[Extracted records]
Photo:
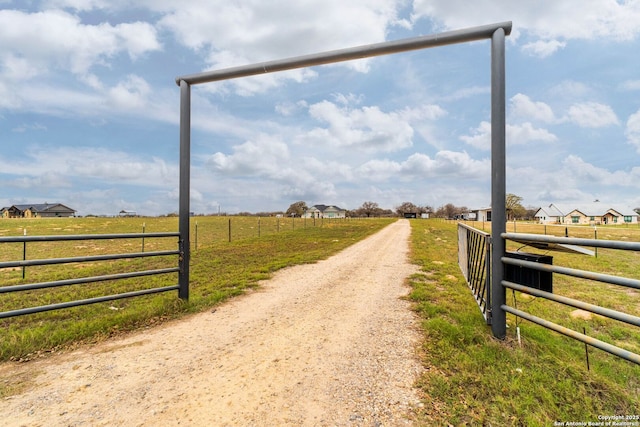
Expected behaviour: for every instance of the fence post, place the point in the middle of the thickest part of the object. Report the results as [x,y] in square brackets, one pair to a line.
[24,254]
[498,183]
[185,189]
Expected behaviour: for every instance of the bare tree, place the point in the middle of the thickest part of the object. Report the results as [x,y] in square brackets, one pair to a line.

■ TASK REQUIREMENTS ■
Copy out every line of the records above word for word, leaving out the pictures.

■ RESPONSE TO THE EXERCISE ■
Photo:
Expected behaviour: for every instance of the fence post, place the point in the middle of the thickest part of the object. Report the results as [x,y] in square brackets, one pair to a line.
[24,254]
[498,183]
[185,189]
Expected behaviour: for every instance of the bare tree, place the point in the middle of the thickest part of the object. Report the results as [x,y] in square brackets, one pair to a line.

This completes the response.